WORK TO COMPLETE —
Please copy out the part of the New York trip entry that opens with "Living in the" and closes with "world August 1st.", swapping "bookstore" for "bookshop".

June 29, 2005

Another journey

The trip to New York - exhausting, delightful, thrilling, depressing, inspiring.

Michelle and I walked, ate, visited museums, gossiped, got allergic reactions (just me, actually), bought books, attended a reading by the author of this week's number-one bestseller on the New York Times, hung out in the Village, attended a baby shower, dressed up for brunch at an exclusive literary club, cried while saying goodbye for a long while to above-mentioned author (me again), took a cruise to nearby islands, walked round Times Square and reminisced, met up with agents, and baked in the sun.

At Friday's reading, the Barnes and Noble staff announced that Elizabeth's book would debut next week on NY Times' fiction bestseller list as number one. Her family, her friends, her ex-classmates from the MFA program whooped and clapped. She read, she answered questions, she signed many, many books. The rest of us caught up with friends who'd travelled from Boston, D.C., Ann Arbor, and the Village. Some now pregnant, some now married, some soon to be married. It was nice.

Living in the Village - Greenwich Village - is perfect for a writer. Our friends - a poet and a fiction writer married to each other (they met at Oberlin and went to Michigan's MFA program together) - seemed perfectly suited to the area. There's a lovely little bookstore just twenty feet from their home. When I heard what Beth's parents paid for the townhouse in the 70s - $80,000 - I kind of wished my parents had been living in New York instead of San Jose, and had thought of buying property in the city. It was the second baby shower for the couple; I've never seen so many presents. This is a very lucky peanut that's coming into the world August 1st.

DATASET EXTRACT —
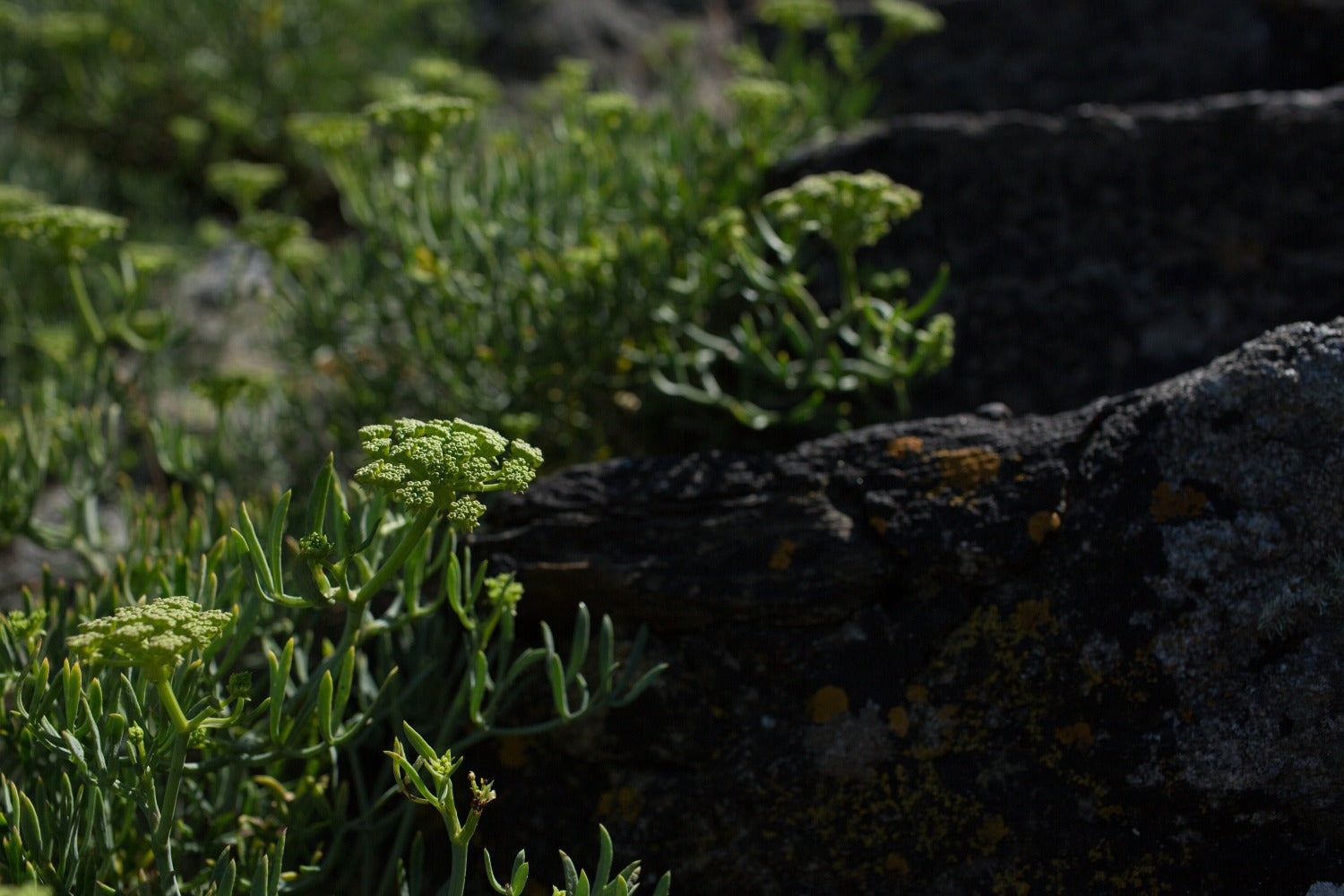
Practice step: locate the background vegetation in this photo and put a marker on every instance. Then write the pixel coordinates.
(236, 234)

SOLUTION —
Living in the Village - Greenwich Village - is perfect for a writer. Our friends - a poet and a fiction writer married to each other (they met at Oberlin and went to Michigan's MFA program together) - seemed perfectly suited to the area. There's a lovely little bookshop just twenty feet from their home. When I heard what Beth's parents paid for the townhouse in the 70s - $80,000 - I kind of wished my parents had been living in New York instead of San Jose, and had thought of buying property in the city. It was the second baby shower for the couple; I've never seen so many presents. This is a very lucky peanut that's coming into the world August 1st.